§ **DOCUMENT EXCERPT**:
[Start of Attachment]

Thursday, April 29, 2010

Re The Sudden Disappearance of My Talent

My writing has become really stupid: for weeks I've been driveling, writing parodies of the stuff I used to write when I really could write. It's ghastly, I can't stand to look at the stuff. Once I was able to write. Wasn't I?

In this anxiety I go back to my archives, six months ago or so, and start reading. With relief, I find that as recently as that, I could still write. There's plenty to dislike: infelicities, repetitions, stupidities. But they could be fixed. My writing didn't become awful until the last few weeks. It really used to be pretty good. I wonder what happened? How did it go so horribly wrong?



This first couple times this happened to me, I believed in it. Now I know that nothing has happened to my writing, and that six months from now I'll be reassured by the goodness of the very stuff that horrifies me today. It's simply a mental disease, a recurrent fever, a malarial infection of my confidence. That the question arises at all is a signal that an outbreak is underway. C.S. Lewis somewhere or other noted that how good we are is not usually our business. We're very seldom called upon to evaluate the general worth of our work. Whether this particular sentence is right, whether this paragraph fits properly, whether that word is quite accurate – that's my business. Whether I'm a good writer is somebody else's business, if it's anybody's. I'm the last person to make a good objective decision about it, and anyway, what good would such a judgment do anyone? I'm not going to stop, even if it's awful.

[End of Attachment]

§ **SUPPLIED DATA**:

[Start of Attachment]

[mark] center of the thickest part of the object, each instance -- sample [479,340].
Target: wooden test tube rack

[End of Attachment]
[Start of Attachment]

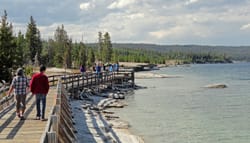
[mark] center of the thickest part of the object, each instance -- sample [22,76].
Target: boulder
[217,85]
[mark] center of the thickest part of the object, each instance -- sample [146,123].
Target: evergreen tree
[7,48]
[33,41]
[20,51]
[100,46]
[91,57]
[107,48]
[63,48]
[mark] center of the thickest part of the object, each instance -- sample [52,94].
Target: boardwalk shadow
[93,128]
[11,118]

[End of Attachment]

§ **WORK REQUEST 1**:
Reproduce the passage of the blog post on the sudden disappearance of talent between "Thursday, April 29, 2010" and "so horribly wrong?", inclusive.
§ **WORK REQUEST 2**:
In the blog post on the sudden disappearance of talent, whom does the writer cite as having noted that how good we are is not usually our business?

§ **TASK ANSWER 1**:
Thursday, April 29, 2010

Re The Sudden Disappearance of My Talent

My writing has become really stupid: for weeks I've been driveling, writing parodies of the stuff I used to write when I really could write. It's ghastly, I can't stand to look at the stuff. Once I was able to write. Wasn't I?

In this anxiety I go back to my archives, six months ago or so, and start reading. With relief, I find that as recently as that, I could still write. There's plenty to dislike: infelicities, repetitions, stupidities. But they could be fixed. My writing didn't become awful until the last few weeks. It really used to be pretty good. I wonder what happened? How did it go so horribly wrong?

§ **TASK ANSWER 2**:
C.S. Lewis.